◆ Exercise: Would you please restate the data exactly as it stands, apart from the pictures?

━━ Record extracts ━━

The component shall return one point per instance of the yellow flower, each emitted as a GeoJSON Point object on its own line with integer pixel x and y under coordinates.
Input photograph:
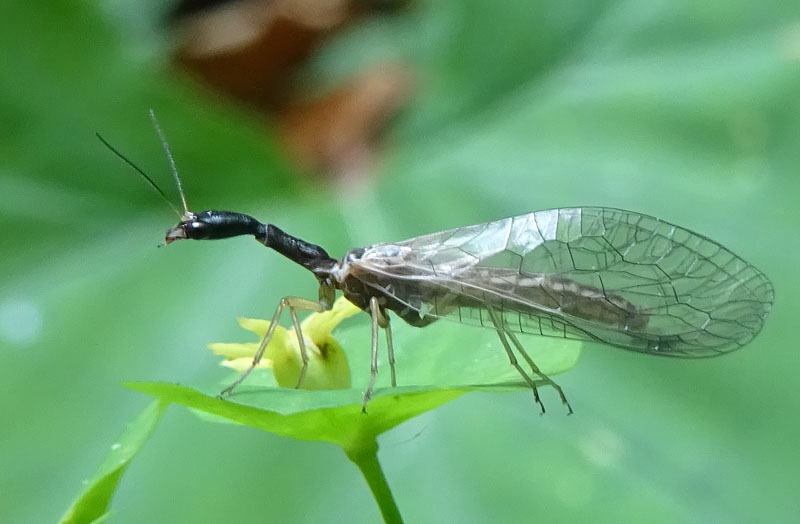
{"type": "Point", "coordinates": [327, 363]}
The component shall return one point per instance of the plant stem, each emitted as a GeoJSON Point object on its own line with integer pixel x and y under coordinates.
{"type": "Point", "coordinates": [366, 458]}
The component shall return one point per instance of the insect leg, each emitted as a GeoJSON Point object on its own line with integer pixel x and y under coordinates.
{"type": "Point", "coordinates": [390, 349]}
{"type": "Point", "coordinates": [535, 369]}
{"type": "Point", "coordinates": [514, 362]}
{"type": "Point", "coordinates": [294, 304]}
{"type": "Point", "coordinates": [375, 313]}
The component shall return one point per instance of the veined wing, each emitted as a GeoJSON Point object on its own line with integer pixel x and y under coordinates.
{"type": "Point", "coordinates": [618, 277]}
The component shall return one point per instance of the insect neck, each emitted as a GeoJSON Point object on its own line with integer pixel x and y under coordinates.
{"type": "Point", "coordinates": [308, 255]}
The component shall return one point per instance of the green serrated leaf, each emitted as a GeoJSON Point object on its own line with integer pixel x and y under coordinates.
{"type": "Point", "coordinates": [331, 416]}
{"type": "Point", "coordinates": [91, 506]}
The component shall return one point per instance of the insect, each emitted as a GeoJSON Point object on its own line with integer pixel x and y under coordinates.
{"type": "Point", "coordinates": [597, 274]}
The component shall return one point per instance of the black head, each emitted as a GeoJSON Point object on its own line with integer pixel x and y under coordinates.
{"type": "Point", "coordinates": [213, 225]}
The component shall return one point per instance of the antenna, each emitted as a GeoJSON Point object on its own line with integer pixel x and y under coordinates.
{"type": "Point", "coordinates": [140, 171]}
{"type": "Point", "coordinates": [165, 145]}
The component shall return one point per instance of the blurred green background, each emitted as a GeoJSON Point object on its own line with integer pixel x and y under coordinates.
{"type": "Point", "coordinates": [684, 110]}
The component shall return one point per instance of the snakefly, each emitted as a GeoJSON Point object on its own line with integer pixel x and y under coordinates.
{"type": "Point", "coordinates": [597, 274]}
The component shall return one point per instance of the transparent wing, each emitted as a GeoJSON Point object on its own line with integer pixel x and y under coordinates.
{"type": "Point", "coordinates": [618, 277]}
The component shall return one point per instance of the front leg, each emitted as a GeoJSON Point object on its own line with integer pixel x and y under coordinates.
{"type": "Point", "coordinates": [294, 304]}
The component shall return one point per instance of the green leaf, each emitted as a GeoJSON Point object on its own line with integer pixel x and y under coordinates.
{"type": "Point", "coordinates": [91, 506]}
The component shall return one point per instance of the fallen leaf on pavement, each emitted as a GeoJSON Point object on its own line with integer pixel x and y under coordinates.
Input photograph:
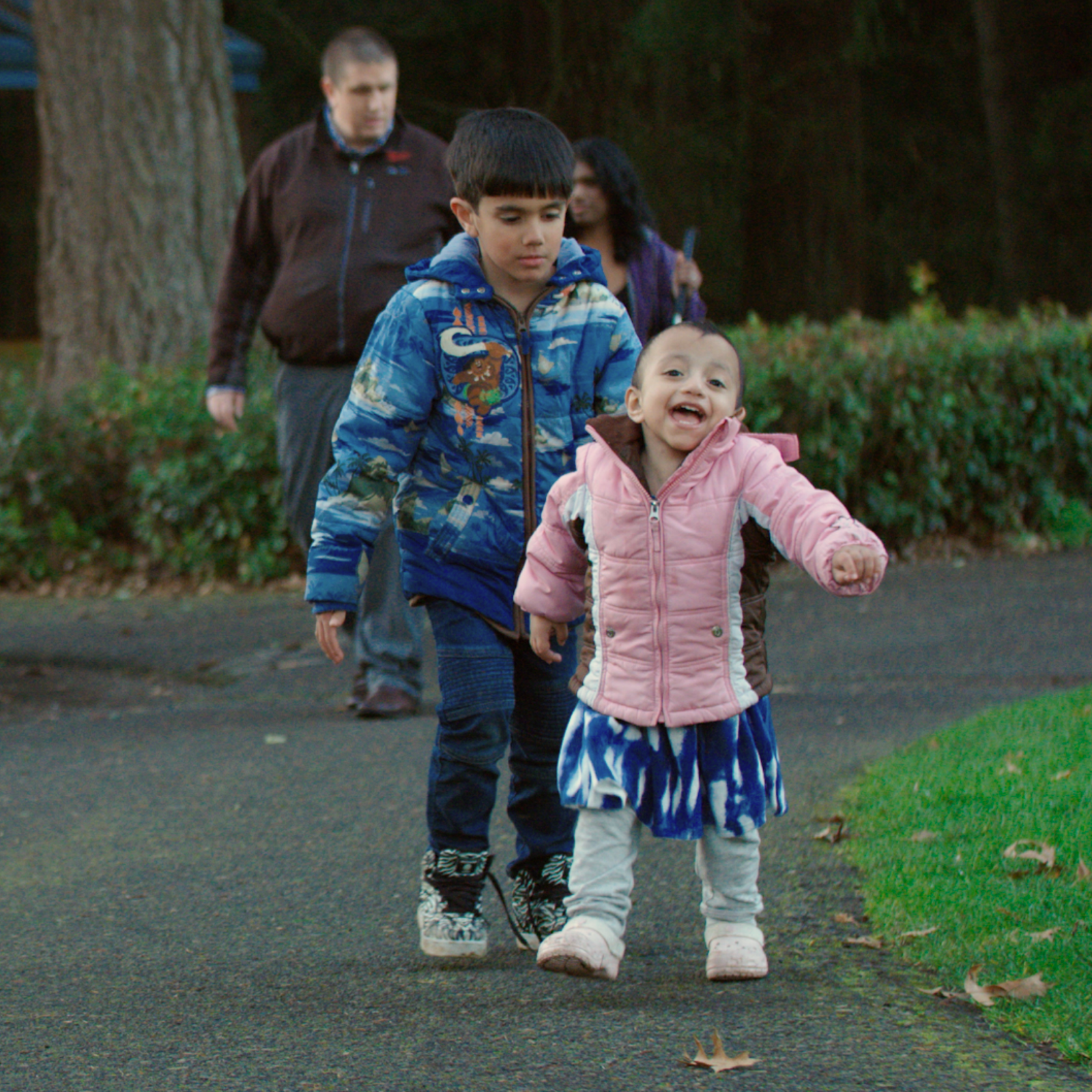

━━━

◆ Response to this task:
The component shall return one point per instance of the yellow flower, each emitted as a GeoJSON Point object on its own line with integer pixel x and y under coordinates.
Input photograph:
{"type": "Point", "coordinates": [327, 363]}
The component shall return one point per instance of the plant stem, each emitted as a GeoJSON Point object on its own line with integer pixel x and y under coordinates.
{"type": "Point", "coordinates": [366, 458]}
The component shall return one point per instance of the insect leg, each emitted as a GeoJSON Point object on its own line with integer pixel x and y under coordinates.
{"type": "Point", "coordinates": [390, 349]}
{"type": "Point", "coordinates": [535, 369]}
{"type": "Point", "coordinates": [514, 362]}
{"type": "Point", "coordinates": [294, 304]}
{"type": "Point", "coordinates": [375, 313]}
The component shall return one point per instance of the veined wing, each emitted as a GeoJSON Point object on its own line with integer pixel x and y under coordinates.
{"type": "Point", "coordinates": [618, 277]}
The component shall return one point per instance of the insect neck, each emitted as a GeoJSON Point object on its own line with integer pixel x and y under coordinates.
{"type": "Point", "coordinates": [308, 255]}
The component shall return one point per instance of the green serrated leaf, each emitted as a GeoJSON Point object on its own line with integer pixel x and y under coordinates.
{"type": "Point", "coordinates": [331, 416]}
{"type": "Point", "coordinates": [91, 506]}
The component shall return one point per instance of the insect, each emitted as a GeoJSON Point object on its own line with integer pixel x and y under coordinates.
{"type": "Point", "coordinates": [597, 274]}
The component shall return one point per instance of the black head, each emitted as a GeoJSON Point object on its own line with integer pixel x and y under coordinates.
{"type": "Point", "coordinates": [213, 225]}
The component shall return one point per instance of the antenna, each emitted as a GeoJSON Point object on its own line with integer pixel x and y under coordinates.
{"type": "Point", "coordinates": [140, 171]}
{"type": "Point", "coordinates": [165, 145]}
The component shall return one point per instance of the blurred green background, each emitted as a GeoJSON Point object on its own line with integer pixel x and y under coordinates.
{"type": "Point", "coordinates": [684, 110]}
The component shall return one point per instance of the snakefly, each emitted as a GeoJSON Point object on its own line with integer pixel x and y under coordinates.
{"type": "Point", "coordinates": [597, 274]}
The component shall return one point per instance of the transparent wing, each emitted as a GeoJSON Point object on its own line with integer pixel x and y under coordinates.
{"type": "Point", "coordinates": [618, 277]}
The component shall return one point per instance of the front leg, each emitted as a GeoJSON Point object on its own line with integer pixel x and y under coordinates.
{"type": "Point", "coordinates": [294, 304]}
The component shall return one point per instance of the green leaf, each emitted as a GeoJSON Point object on its own line with integer pixel x and y under coordinates.
{"type": "Point", "coordinates": [91, 506]}
The component shall return one point per instance of the fallen leaf on pavement, each emitted as a GeoJSON Point object on its own line with integer pixel x and y under coordinates.
Input photograph:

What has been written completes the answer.